■ **WHAT TO PRODUCE**: Copy the records below word for word, keeping every line in its original order.

-------------------------

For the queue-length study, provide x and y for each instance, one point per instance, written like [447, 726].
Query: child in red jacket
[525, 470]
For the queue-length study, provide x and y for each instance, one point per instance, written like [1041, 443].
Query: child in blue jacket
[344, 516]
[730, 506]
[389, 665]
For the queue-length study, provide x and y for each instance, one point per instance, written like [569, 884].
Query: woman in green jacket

-------------------------

■ **RESPONSE TO THE TASK**:
For the queue-length study, provide x and y for each instance, one point per instance, written like [447, 726].
Query: child in red jacket
[525, 470]
For the queue-length study, provide x and y for each instance, one point per instance, written like [1041, 443].
Query: child in blue jacket
[344, 516]
[730, 506]
[389, 665]
For the queue-length study, provide x and y for each instance, one point per instance, written like [569, 884].
Query: woman in green jacket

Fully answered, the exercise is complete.